#### SUPPLIED PASSAGE:
— Start —

Front. Psychol., 10 May 2016
Sec. Decision Neuroscience

Commentary: Weighty data: importance information influences estimated weight of digital information storage devices

  • 1Department of Psychology, University of Bologna, Bologna, Italy
  • 2Institute of Cognitive Sciences and Technologies, CNR, Rome, Italy

A commentary on
Weighty data: importance information influences estimated weight of digital information storage devices

by Schneider, I. K., Parzuchowski, M., Wojciszke, B., Schwarz, N., and Koole, S. L. (2014). Front. Psychol. 5:1536. doi: 10.3389/fpsyg.2014.01536

In three well-designed experiments, Schneider et al. (2014) demonstrate that the importance ascribed to the content influences weight perception of a USB or of a data-storage device. I will briefly discuss the theoretical implications of these results for the recent debate on “penetrability” of perception and then more generally for embodied and grounded views of cognition; finally I will argue that it is important to study weight.

A. Penetrability of perception. The weight perception of a device is influenced by the estimated importance and self-relevance of the data it contains: the effect found clearly contradicts the view, according to which perception is an independent module and cannot be “penetrated” by cognition (Vinson et al., forthcoming). However, the method used by the authors has a major limitation that might lead to possible critiques by scientists who favor a modular view of perception: they could namely argue that the interaction of relevance with weight codes occurs at a post-perceptual level.

This limitation lies in the choice to use explicit estimates instead of a task involving a bodily action. The limitation is partially recognized and discussed by the authors, and can lead to further research. The authors decided to use explicit estimates of weight, claiming “We assume that they report their physical experience of weight.” This assumption is questionable in light of the fact that, in many domains, it has been shown that explicit estimates are not always coherent with implicit measures: for example, people overestimate their ability to reach for objects (Fischer, 2005). Given that weight is an embodied property, I think that in their future research the authors could use more implicit tasks, and possibly tasks involving the body. Demonstrating that cognition influences not only explicit estimates, but implicit motor behaviors, for example the way to grasp an object, would be stronger and could fortify the theoretical implications of the results.

Some years ago we demonstrated using an “implicit” motor task that a high level cognitive process, language, influences weight perception (Scorolli et al., 2009). Participants listened to sentences referring to light vs. heavy objects (e.g., “pillow” vs. “chest”), then they were required to lift one of two visually identical boxes, a heavy and a light one. The kinematics of the lift delay, i.e., of the time immediately following the object grasping, was different: when the weight implied by the sentence and the weight of the box corresponded (e.g., heavy–heavy), participants' time delay was larger. This suggests that the simulation of the weight formed during language comprehension occupied resources and, interfering with the concurrent motor task, determined a processing delay.

B. Embodied and grounded views. Two aspects make this study an important one for embodied and grounded views of cognition, i.e., for the views according to which cognition is shaped by our body and by situated experiences (e.g., Barsalou, 2008).

The first is that it demonstrates that even abstract concepts are grounded in sensorimotor system. As argued by the authors, bits or bytes are unphysical entity, but people easily provide estimates of their weight, and these estimates vary across contexts (see Borghi and Binkofski, 2014, for an overview of recent embodied theories on abstract concepts).

— End —

#### TASK REQUIREMENTS:
Transcribe the part of the commentary that begins with "In three well-designed" and stops after "to study weight.". The material has no connection to the commentary.

#### EXTRACTED INFORMATION:
— Start —

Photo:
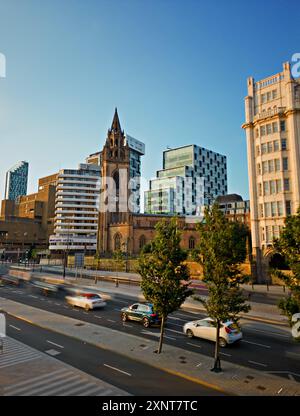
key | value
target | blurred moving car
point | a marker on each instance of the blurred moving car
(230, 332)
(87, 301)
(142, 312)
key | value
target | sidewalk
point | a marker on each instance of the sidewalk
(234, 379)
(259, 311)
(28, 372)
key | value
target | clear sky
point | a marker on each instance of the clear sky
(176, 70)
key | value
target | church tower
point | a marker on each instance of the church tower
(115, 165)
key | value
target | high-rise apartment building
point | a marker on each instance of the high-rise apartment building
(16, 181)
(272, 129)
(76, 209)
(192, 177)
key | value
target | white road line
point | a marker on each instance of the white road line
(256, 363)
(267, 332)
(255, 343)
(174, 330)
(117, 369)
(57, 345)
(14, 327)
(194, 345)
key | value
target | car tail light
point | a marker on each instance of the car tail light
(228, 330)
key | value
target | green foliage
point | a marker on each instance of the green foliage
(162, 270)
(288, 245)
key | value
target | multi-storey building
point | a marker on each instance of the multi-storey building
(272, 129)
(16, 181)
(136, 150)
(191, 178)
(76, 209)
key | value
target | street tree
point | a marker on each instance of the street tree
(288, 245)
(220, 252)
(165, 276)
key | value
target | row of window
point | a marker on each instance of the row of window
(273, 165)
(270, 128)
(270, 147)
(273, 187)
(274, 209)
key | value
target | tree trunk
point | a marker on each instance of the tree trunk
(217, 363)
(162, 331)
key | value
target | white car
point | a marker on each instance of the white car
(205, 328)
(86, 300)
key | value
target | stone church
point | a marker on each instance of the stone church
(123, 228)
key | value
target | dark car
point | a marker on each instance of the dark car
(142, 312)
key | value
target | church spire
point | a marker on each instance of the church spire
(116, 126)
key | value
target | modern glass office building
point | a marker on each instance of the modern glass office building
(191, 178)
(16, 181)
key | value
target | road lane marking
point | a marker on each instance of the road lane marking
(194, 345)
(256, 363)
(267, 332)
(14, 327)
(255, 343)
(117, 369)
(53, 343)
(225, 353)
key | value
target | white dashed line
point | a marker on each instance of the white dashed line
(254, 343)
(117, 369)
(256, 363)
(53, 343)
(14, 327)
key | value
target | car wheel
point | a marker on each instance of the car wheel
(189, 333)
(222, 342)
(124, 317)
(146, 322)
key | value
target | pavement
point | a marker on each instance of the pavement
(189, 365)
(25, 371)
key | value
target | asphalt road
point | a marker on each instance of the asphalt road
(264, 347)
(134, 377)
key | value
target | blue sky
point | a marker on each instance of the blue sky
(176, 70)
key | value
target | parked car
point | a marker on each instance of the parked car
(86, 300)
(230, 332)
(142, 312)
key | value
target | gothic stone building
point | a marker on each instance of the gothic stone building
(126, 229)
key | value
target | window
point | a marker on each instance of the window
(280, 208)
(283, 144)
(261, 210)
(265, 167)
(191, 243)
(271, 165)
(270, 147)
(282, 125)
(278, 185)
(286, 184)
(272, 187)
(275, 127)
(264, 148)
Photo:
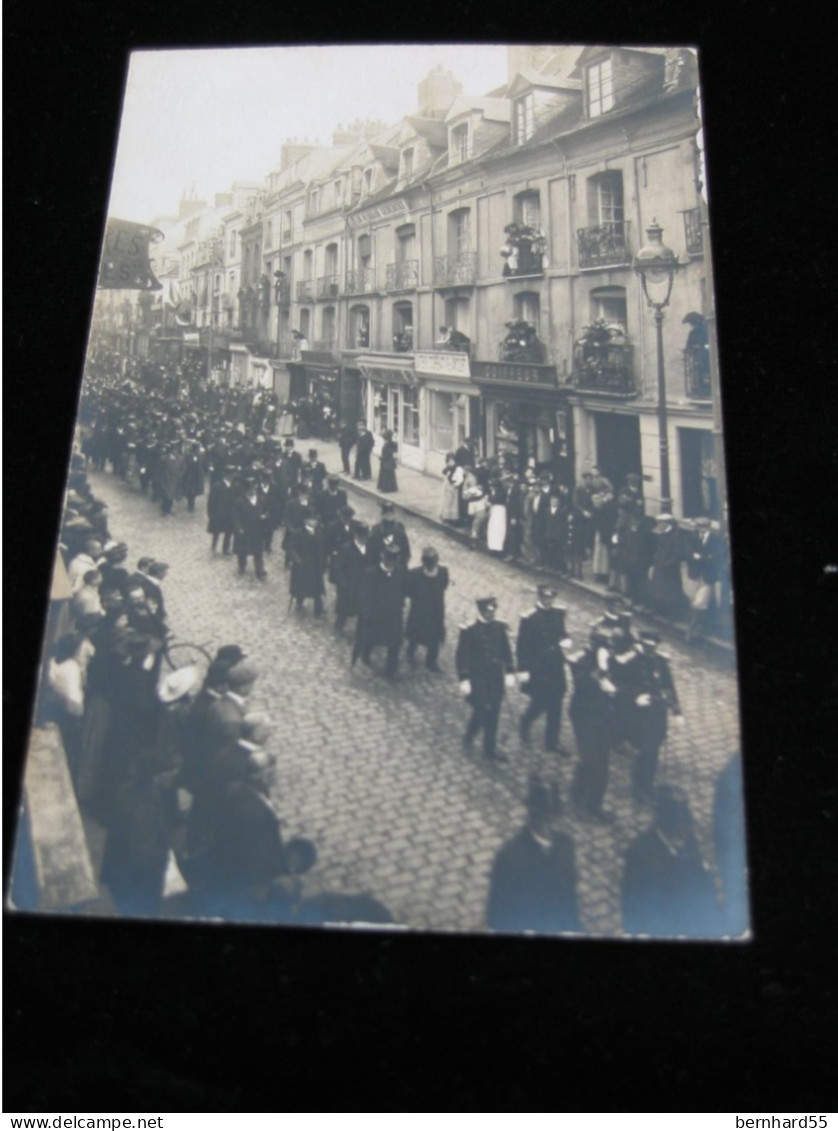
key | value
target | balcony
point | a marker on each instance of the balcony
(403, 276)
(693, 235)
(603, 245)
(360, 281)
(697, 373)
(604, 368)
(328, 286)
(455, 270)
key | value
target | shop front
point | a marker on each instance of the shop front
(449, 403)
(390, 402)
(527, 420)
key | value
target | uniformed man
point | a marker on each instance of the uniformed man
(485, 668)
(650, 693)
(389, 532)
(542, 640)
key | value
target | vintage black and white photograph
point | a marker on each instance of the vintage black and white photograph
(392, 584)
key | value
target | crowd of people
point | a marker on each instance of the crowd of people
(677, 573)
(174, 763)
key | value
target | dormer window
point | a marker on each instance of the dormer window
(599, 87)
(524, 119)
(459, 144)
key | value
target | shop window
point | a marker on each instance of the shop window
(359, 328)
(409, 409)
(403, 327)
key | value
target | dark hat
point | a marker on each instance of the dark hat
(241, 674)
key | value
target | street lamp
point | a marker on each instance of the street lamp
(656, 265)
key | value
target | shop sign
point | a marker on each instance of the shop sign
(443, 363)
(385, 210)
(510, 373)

— End —
— Start —

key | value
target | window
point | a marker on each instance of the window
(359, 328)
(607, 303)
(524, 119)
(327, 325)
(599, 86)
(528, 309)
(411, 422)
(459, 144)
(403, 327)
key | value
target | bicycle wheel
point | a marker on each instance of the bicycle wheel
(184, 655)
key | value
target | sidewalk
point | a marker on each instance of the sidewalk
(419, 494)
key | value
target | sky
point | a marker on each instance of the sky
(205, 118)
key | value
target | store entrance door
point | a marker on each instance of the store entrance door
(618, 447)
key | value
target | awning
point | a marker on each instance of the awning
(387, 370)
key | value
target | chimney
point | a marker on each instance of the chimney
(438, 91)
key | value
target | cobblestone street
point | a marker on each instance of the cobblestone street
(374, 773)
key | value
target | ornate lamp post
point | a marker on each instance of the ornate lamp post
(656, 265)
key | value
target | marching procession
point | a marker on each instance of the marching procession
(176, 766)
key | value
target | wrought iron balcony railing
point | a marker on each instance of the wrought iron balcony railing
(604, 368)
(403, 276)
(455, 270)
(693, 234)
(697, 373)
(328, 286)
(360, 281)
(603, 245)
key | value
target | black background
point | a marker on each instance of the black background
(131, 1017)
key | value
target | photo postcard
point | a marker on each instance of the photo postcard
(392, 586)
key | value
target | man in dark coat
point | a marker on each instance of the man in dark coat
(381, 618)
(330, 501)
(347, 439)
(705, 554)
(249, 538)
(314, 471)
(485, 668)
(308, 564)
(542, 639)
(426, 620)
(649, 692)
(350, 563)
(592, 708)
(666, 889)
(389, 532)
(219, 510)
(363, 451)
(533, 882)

— End —

#### FINAL RESULT:
In three well-designed experiments, Schneider et al. (2014) demonstrate that the importance ascribed to the content influences weight perception of a USB or of a data-storage device. I will briefly discuss the theoretical implications of these results for the recent debate on “penetrability” of perception and then more generally for embodied and grounded views of cognition; finally I will argue that it is important to study weight.